> **QUESTIONS TO ANSWER**
1: From the job posting, name every kind of organization whose measurement and assessment of TV advertising impact iSpot.tv is said to be changing.
2: Answer these questions using the job posting:
(a) In which cloud environment does iSpot mainly operate?
(b) What does the compensation package consist of?
(c) Can iSpot sponsor an employment visa for this position?
3: Extend the job posting past its final line.

> **PASSAGE**
►

Principal Site Reliability Engineer
$163.62k - $212.71kiSpot
Job Description
Job Description
Immigration / Work Authorization Notice: Applicants must be currently authorized to work in the United States. iSpot is not able to sponsor or take over sponsorship of an employment visa for this position at this time.
iSpot competes for the best talent. Our compensation packages consist of salary and equity in one of Seattle's hottest start-ups, as well as other standard benefits. Most importantly, we provide a really interesting working experience, and the chance to contribute to the success of something great.
What You'll Be Part Of:iSpot.tv is changing how brands, agencies, and networks measure and assess the impact of TV advertising. We deal with BIG data, operating mainly in AWS with multiple Kubernetes clusters and thousands of servers. We are looking for an experienced SRE leader with the skills and passion to make a significant impact on our ecosystem. You will have a wide array of projects to tackle, with ample opportunities for growth.
You will be a key member of our SRE leadership team, focused on empowering developers to build, test, and deploy applications faster and more efficiently. You will both lead the team and remain hands-on in designing, building, and maintaining the tools, platforms, and processes that improve our engineering teams' productivity and streamline the software development lifecycle. Your work will directly impact developer happiness and the speed at which we can deliver innovative features to our customers.
Responsibilities:We are seeking a seasoned and strategic Lead/Principal Site Reliability Engineer to drive the reliability, scalability, and performance of our core production systems while significantly enhancing the internal developer experience. This role sits at the intersection of operations and development, requiring deep technical expertise, strong leadership, and a passion for optimizing the entire software development lifecycle (SDLC).
Our team consists of senior engineers who work together with minimal supervision to attain those goals. Candidates must possess deep operational experience with AWS and Kubernetes to support teams utilizing these systems. You will lead the technical direction of the team while remaining a key individual contributor. You will be responsible for creating a culture of engineering excellence, designing self-service platforms, and fostering alignment across all engineering teams to accelerate product delivery and maintain world-class service stability.The key responsibilities are:
- System Reliability and Operations (SRE Focus)
- Platform Design and Management: Architect, build, and maintain scalable, highly available, and reliable cloud infrastructure in AWS leveraging modern container orchestration technologies.

◄

Point localization data:
►

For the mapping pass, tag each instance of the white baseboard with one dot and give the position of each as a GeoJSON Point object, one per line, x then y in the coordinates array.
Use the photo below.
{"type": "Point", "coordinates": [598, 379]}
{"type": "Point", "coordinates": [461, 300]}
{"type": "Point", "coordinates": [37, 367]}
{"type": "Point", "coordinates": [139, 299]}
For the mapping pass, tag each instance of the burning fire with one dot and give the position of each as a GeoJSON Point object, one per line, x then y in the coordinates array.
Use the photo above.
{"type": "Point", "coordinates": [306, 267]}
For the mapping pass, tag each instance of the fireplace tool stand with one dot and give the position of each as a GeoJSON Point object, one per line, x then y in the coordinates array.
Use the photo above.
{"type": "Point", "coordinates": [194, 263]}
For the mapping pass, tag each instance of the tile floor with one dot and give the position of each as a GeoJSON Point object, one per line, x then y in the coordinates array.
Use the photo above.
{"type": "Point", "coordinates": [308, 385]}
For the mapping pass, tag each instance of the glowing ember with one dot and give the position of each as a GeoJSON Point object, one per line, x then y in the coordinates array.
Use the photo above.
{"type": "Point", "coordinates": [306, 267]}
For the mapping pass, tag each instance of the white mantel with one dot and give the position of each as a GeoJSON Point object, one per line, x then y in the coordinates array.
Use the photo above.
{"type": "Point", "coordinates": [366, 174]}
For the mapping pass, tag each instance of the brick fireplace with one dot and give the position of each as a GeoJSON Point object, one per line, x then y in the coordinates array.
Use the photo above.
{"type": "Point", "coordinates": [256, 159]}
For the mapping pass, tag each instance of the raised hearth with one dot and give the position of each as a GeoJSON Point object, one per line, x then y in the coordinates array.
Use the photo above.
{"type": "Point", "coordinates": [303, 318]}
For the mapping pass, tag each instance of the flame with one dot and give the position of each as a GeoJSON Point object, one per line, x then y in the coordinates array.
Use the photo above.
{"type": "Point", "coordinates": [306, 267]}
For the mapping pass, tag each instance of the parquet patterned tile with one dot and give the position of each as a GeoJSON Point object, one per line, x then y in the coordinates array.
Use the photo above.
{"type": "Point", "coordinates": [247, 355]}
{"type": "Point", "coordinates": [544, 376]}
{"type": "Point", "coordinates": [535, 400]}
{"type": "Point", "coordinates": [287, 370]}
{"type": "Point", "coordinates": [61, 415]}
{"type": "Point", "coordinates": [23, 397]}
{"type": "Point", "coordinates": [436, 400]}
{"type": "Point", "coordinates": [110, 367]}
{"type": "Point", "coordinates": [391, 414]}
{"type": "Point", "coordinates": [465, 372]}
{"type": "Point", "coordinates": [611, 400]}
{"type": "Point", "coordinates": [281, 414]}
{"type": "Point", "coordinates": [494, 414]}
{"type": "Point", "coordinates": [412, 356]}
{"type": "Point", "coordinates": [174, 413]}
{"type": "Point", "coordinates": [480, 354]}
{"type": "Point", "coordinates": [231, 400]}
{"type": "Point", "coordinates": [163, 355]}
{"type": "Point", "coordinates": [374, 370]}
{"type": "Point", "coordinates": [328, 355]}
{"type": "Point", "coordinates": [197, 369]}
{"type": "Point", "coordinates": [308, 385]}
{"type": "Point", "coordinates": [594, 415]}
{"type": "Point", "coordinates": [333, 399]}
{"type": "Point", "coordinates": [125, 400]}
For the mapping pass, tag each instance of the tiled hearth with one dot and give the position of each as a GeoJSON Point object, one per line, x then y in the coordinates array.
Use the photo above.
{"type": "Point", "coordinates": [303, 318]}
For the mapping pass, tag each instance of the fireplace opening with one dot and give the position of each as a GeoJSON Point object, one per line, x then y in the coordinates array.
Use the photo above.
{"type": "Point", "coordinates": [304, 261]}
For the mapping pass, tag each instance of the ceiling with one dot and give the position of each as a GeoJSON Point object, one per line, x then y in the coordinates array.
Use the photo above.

◄

> **OUTPUTS IN ORDER**
1: Brands, agencies, and networks.

2:
(a) AWS.
(b) Salary and equity in the company, along with other standard benefits.
(c) No. iSpot cannot sponsor or take over sponsorship of an employment visa for this position at this time.

3:
- Data Pipeline Reliability: Serve as the reliability and cost optimization expert for high-volume, data-intensive workloads. Focus on optimizing and ensuring the stability of distributed data processing engines, specifically Apache Spark and related ecosystems (e.g., EMR, Databricks, Glue).
- Observability and Monitoring: Establish comprehensive observability practices by defining SLIs/SLOs, implementing advanced monitoring, alerting, and logging solutions to quickly identify and resolve system anomalies.
- Automation: Drive automation across all operational aspects, including infrastructure provisioning (Terraform), scaling, deployment, and incident response, minimizing toil and manual effort.
- Incident Management: Lead and participate in the incident response lifecycle, performing thorough post-mortems to derive actionable insights and implement preventative measures to improve system resilience.
- AIOps: Define and champion the strategic roadmap for AI/ML integration within SRE, establishing organizational best practices for AIOps, automated incident remediation, Toil Reduction via LLMs, and Automated Root Cause Analysis (RCA) and the governance of LLM-driven tooling to enhance system observability and resilience.
- Developer Experience and Productivity (DevEx Focus)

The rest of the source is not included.